Your goal:
Print the data exactly as it is given, please.

[Dataset excerpts]

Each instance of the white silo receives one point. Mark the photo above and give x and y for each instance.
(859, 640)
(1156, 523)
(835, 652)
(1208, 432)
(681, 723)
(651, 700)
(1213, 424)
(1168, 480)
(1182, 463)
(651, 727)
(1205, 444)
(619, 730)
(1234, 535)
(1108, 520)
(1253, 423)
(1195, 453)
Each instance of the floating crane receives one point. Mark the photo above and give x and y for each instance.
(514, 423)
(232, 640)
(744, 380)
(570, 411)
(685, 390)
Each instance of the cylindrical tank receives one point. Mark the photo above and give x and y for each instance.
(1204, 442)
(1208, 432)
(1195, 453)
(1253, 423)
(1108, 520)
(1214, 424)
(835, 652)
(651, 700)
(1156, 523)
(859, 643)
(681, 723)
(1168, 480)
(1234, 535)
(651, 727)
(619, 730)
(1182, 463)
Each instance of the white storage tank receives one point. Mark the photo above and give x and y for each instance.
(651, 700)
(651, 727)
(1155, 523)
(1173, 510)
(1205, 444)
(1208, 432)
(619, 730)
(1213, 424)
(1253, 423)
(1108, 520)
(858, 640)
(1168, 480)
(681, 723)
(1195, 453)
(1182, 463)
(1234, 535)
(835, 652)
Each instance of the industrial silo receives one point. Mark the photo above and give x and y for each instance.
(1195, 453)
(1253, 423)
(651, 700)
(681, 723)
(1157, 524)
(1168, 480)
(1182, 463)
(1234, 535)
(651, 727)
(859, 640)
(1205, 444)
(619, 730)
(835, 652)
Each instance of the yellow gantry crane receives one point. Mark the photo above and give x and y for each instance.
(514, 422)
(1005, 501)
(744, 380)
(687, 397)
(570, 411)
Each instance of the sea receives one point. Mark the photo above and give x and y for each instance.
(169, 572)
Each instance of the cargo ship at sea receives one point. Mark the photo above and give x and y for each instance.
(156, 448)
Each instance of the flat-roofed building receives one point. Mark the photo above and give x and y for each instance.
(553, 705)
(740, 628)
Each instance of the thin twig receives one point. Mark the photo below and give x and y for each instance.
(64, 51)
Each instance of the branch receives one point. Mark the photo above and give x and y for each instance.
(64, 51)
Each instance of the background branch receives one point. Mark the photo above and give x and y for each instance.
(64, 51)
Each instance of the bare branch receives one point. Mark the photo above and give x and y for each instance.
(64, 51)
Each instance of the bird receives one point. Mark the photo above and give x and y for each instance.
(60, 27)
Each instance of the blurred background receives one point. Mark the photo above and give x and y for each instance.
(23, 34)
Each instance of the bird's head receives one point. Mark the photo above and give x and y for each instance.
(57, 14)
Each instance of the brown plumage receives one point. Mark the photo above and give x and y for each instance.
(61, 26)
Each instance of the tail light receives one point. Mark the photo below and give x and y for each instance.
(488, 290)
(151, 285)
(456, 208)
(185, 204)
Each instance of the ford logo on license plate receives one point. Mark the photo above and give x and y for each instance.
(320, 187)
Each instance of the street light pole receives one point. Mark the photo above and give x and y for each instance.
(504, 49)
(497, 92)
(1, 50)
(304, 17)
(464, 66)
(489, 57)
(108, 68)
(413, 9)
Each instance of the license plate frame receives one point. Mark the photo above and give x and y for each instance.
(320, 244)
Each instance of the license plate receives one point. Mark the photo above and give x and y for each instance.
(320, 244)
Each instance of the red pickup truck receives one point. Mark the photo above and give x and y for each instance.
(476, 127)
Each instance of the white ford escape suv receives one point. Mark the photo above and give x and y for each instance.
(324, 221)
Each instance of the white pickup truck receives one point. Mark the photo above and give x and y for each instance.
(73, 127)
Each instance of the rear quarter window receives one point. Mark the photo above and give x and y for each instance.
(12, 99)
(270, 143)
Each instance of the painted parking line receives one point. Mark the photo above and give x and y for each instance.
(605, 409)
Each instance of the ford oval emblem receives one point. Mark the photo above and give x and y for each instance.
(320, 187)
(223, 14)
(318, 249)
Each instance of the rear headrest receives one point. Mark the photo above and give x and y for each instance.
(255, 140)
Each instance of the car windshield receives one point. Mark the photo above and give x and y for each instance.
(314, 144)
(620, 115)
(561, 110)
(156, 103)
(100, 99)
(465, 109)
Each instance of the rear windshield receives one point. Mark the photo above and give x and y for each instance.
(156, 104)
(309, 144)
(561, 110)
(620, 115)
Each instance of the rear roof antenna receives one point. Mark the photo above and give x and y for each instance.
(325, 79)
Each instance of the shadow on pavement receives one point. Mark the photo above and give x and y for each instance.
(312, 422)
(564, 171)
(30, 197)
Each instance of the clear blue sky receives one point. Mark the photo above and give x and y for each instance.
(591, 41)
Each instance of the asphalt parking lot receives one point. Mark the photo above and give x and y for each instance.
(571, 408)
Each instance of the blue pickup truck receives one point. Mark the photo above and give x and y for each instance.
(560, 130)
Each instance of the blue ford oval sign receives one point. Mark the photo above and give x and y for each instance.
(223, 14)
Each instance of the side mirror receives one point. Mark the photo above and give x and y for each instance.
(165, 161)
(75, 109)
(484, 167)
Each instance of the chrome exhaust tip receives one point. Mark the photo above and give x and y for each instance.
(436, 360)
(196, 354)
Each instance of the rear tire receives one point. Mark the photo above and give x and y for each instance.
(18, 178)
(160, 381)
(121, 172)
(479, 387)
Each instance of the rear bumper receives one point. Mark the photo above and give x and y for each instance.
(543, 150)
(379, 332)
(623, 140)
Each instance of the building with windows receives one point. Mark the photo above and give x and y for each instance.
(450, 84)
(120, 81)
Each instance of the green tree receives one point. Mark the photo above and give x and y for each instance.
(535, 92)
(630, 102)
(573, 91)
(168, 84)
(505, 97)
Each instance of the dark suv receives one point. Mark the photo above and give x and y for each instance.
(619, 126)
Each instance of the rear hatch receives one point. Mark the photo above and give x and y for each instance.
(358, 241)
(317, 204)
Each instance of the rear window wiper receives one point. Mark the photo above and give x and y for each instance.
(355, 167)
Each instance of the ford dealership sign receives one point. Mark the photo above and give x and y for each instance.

[/Dataset excerpts]

Answer box:
Each instance of the white silo receives one point. Mark the photo above and give x and y for each instance.
(859, 640)
(1156, 523)
(835, 652)
(1208, 432)
(681, 723)
(651, 700)
(1213, 424)
(1168, 480)
(1182, 463)
(651, 727)
(1205, 444)
(619, 730)
(1234, 535)
(1108, 520)
(1253, 423)
(1195, 453)
Each instance of the floating crane receives one point. Mark the photo above and give x and y for each instance.
(514, 423)
(232, 640)
(744, 380)
(570, 411)
(685, 390)
Each instance of the cylindrical tank receives one point. Mark the photo above and give x and y for each instance.
(1204, 442)
(1208, 432)
(1195, 453)
(1253, 423)
(1108, 520)
(1214, 424)
(835, 652)
(651, 700)
(1156, 523)
(859, 643)
(681, 723)
(1168, 480)
(1234, 535)
(651, 727)
(619, 730)
(1182, 463)
Each instance of the white storage tank receives one point. Mark the photo above and give x and y for each instance.
(651, 700)
(651, 727)
(1155, 523)
(1173, 510)
(1205, 444)
(1208, 432)
(619, 730)
(1213, 424)
(1253, 423)
(1108, 520)
(858, 640)
(1168, 480)
(681, 723)
(1195, 453)
(1182, 463)
(1234, 535)
(835, 652)
Each instance of the industrial silo receives one point. Mark the photo above and give x and y for each instance.
(1195, 453)
(1253, 423)
(651, 700)
(681, 723)
(1157, 524)
(1168, 480)
(1182, 463)
(1234, 535)
(651, 727)
(859, 640)
(1205, 444)
(619, 730)
(835, 652)
Each instance of the yellow gantry crane receives one point. Mark the photo above and give x and y for each instance.
(514, 422)
(1005, 501)
(744, 380)
(687, 397)
(570, 411)
Each instance of the sea receives one point. Mark the photo above and give x and y for each instance.
(169, 572)
Each instance of the cargo ship at sea receives one point. Mark the photo above and give x and y for each instance.
(156, 448)
Each instance of the flat-roofed building receives one point. Mark the photo above and give x and y for each instance.
(553, 705)
(740, 628)
Each instance of the thin twig receives one point. Mark the photo below and give x and y for each instance.
(64, 51)
Each instance of the branch receives one point. Mark the photo above and give x and y for each instance.
(64, 51)
Each instance of the background branch receives one point. Mark the photo above and give x and y for each instance.
(64, 51)
Each instance of the bare branch receives one point. Mark the photo above and give x and y for each instance.
(64, 51)
Each instance of the bird receives one point. Mark the photo above and give x and y for each instance.
(60, 27)
Each instance of the blurred background receives one point. Mark the photo above and give x and y for each instance.
(23, 34)
Each instance of the bird's head receives one point. Mark the photo above and give x and y for each instance.
(57, 14)
Each instance of the brown plumage receives one point. Mark the photo above and give x and y for each instance.
(61, 26)
Each instance of the tail light receives one point. Mark the photo below and give x and y for each instance.
(488, 290)
(151, 285)
(456, 208)
(185, 204)
Each instance of the ford logo on license plate receives one point. Mark the photo above and give x and y for each instance.
(320, 187)
Each instance of the street light pole receives one point. Mark the photo above and give x and y for each instance.
(504, 49)
(497, 92)
(1, 50)
(304, 17)
(464, 66)
(489, 57)
(108, 68)
(413, 9)
Each instance of the license plate frame receives one point. Mark the photo above and give x and y for each instance.
(320, 244)
Each instance of the license plate receives one point. Mark the photo above and give x and y for each instance.
(320, 244)
Each instance of the red pickup truck receives one point. Mark the photo above and give x and y for each instance.
(476, 127)
Each instance of the white ford escape suv receives one point. Mark the photo above and give x and y for each instance.
(324, 221)
Each instance of the white pickup truck receives one point. Mark the photo above and give x and y for each instance.
(73, 127)
Each instance of the rear quarter window receives one point. Mark the photo above and give x and y for each instance.
(12, 99)
(270, 143)
Each instance of the painted parking line receives one point. Mark the photo above and give x and y for each instance.
(605, 409)
Each instance of the ford oval emblem receives one point. Mark the photo above and give x and y for each instance.
(320, 187)
(223, 14)
(318, 249)
Each instance of the rear headrest receives one point. Mark the photo above and give x and y for each instance.
(255, 140)
Each instance of the car windshield receives one point. Mark the photo above and give x and y for each instance.
(314, 144)
(620, 115)
(561, 110)
(156, 103)
(100, 99)
(465, 109)
Each instance of the rear windshield receives one point. Mark the photo above and give x and y for each instance.
(156, 104)
(309, 144)
(561, 110)
(620, 115)
Each instance of the rear roof antenna receives one point. Mark the photo above and give x and y for each instance.
(325, 79)
Each instance of the shadow on pavement receives one point. Mark the photo above and give x and y for each instance.
(312, 422)
(564, 171)
(30, 197)
Each instance of the clear blue sky receives one point. Mark the photo above and give x and y for each instance.
(591, 41)
Each instance of the asphalt parking lot receives one point. Mark the photo above and give x and y for each instance.
(571, 408)
Each instance of the blue pickup truck receives one point. Mark the photo above and give x and y for each instance.
(560, 130)
Each instance of the blue ford oval sign receives one point. Mark the photo above and give x and y for each instance.
(223, 14)
Each instance of the side mirror receives one point. Mark the photo above and give x and y for each instance.
(165, 161)
(75, 109)
(484, 167)
Each instance of the chrome exhaust tip receives one point. Mark the photo above and give x and y for each instance.
(436, 360)
(196, 354)
Each instance of the rear tire receives one point. Mark the photo above and give x and y for each instance.
(18, 178)
(160, 381)
(121, 172)
(479, 387)
Each instance of the rear bumper receives one point. Mark the photo above and give x and y for each instance.
(543, 150)
(379, 332)
(623, 140)
Each instance of the building with windows receives one point. Mark the photo above and give x and y for each instance.
(450, 84)
(120, 81)
Each instance of the green tree receives one point. Mark the photo above and give x and y for each instance.
(535, 92)
(630, 102)
(573, 91)
(168, 84)
(505, 97)
Each instance of the dark suv receives one point. Mark the photo above and give x and y for each instance.
(619, 126)
Each instance of the rear hatch receives one point. Mark the photo above and give x and y for each instance.
(358, 241)
(317, 204)
Each instance of the rear window wiper receives one point. Mark the photo above and give x and y for each instance.
(355, 167)
Each instance of the ford dealership sign receives one point. Mark the photo above and give x and y for each instance.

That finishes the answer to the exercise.